■ Excerpted data
◇ ◇ ◇ ◇

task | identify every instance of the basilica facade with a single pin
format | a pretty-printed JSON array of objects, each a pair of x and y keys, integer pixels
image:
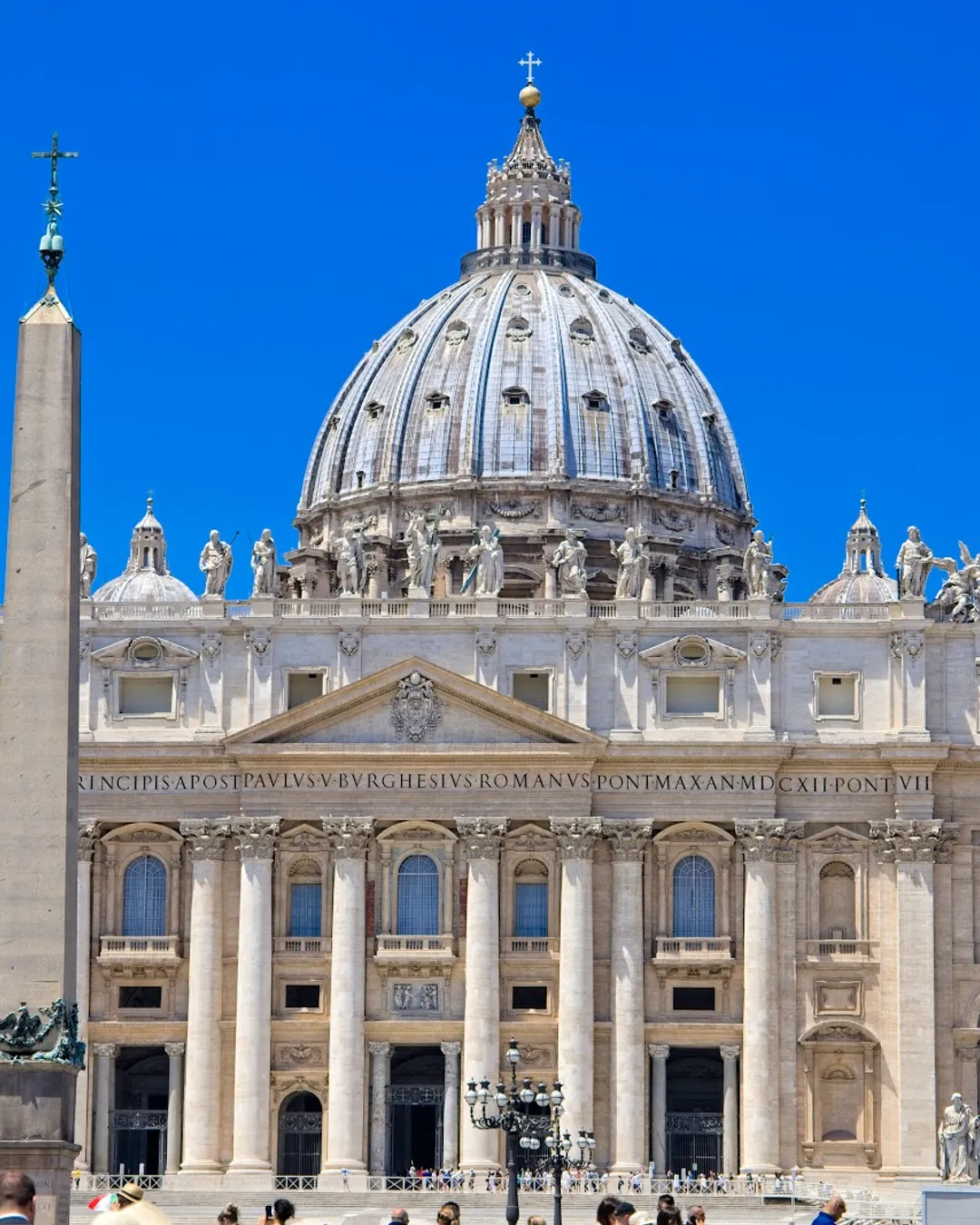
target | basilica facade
[{"x": 524, "y": 740}]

◇ ◇ ◇ ◇

■ Task statement
Copy every line of the listing above word for word, leaving out the picture.

■ Answer to this problem
task | identify every instance of the basilica facade with a single pin
format | a pretty-printed JSON array of objects, each a pair of x and y keys, integer pixels
image:
target | basilica facade
[{"x": 524, "y": 740}]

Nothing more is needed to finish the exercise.